STATED TASK =>
Render the records below as a numbered list, from the line containing "Expected: a marker on each instance of the bathroom" through the end of the records, both included, and leave out any blank lines.

SUPPLIED RECORDS =>
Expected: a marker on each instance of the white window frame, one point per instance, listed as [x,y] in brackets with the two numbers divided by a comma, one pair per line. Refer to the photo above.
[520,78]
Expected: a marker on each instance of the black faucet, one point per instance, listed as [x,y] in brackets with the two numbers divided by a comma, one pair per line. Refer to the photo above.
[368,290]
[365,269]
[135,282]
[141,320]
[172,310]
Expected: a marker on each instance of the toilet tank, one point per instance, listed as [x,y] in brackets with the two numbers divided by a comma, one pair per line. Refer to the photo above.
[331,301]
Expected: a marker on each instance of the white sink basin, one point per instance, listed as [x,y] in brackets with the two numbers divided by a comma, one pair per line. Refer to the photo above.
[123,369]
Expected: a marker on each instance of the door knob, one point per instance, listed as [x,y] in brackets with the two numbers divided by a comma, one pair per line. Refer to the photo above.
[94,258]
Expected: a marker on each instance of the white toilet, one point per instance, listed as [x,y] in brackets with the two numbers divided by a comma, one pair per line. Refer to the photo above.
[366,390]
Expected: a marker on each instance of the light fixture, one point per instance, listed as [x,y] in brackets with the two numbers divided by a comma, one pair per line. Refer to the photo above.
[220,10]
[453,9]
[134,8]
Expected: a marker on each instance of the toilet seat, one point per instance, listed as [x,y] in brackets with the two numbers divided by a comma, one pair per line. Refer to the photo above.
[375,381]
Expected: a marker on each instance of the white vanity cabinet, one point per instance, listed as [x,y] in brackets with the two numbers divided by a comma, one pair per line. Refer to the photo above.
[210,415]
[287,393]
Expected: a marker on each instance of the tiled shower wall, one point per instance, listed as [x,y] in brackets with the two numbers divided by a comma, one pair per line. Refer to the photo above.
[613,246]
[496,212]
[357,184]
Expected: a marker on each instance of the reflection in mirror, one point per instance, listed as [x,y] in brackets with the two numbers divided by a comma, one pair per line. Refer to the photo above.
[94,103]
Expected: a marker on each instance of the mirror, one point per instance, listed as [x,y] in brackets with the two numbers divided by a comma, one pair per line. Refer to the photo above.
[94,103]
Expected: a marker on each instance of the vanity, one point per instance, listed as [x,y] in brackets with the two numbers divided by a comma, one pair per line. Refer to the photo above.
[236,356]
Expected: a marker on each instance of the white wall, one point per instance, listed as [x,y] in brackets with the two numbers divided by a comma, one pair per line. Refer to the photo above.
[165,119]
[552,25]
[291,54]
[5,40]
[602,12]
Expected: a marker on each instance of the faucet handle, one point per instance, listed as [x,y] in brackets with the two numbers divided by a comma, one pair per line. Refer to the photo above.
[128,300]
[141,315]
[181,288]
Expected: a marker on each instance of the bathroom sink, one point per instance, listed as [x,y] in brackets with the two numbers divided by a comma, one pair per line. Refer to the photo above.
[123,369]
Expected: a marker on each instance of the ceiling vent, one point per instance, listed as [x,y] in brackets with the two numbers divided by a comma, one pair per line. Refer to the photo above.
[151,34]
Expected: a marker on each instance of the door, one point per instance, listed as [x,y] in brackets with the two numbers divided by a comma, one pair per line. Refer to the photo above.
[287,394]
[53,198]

OUTPUT OF THE EXERCISE =>
1. Expected: a marker on each instance of the bathroom sink, one point per instance, listed as [x,y] in brackets with the two numbers divided by a comma, one pair per line. Refer to the photo above.
2. [123,369]
3. Expected: a marker on each instance of the ceiling vent, one point per instance, listed as [x,y] in brackets with the two numbers divided by a comma, one pair per line. Refer to the photo above.
4. [151,34]
5. Expected: a marker on each instance of the door, one point per instance, listed as [x,y] in brackets with the two numbers divided by a comma, one pair per line. Refer to the photo above.
6. [287,394]
7. [53,198]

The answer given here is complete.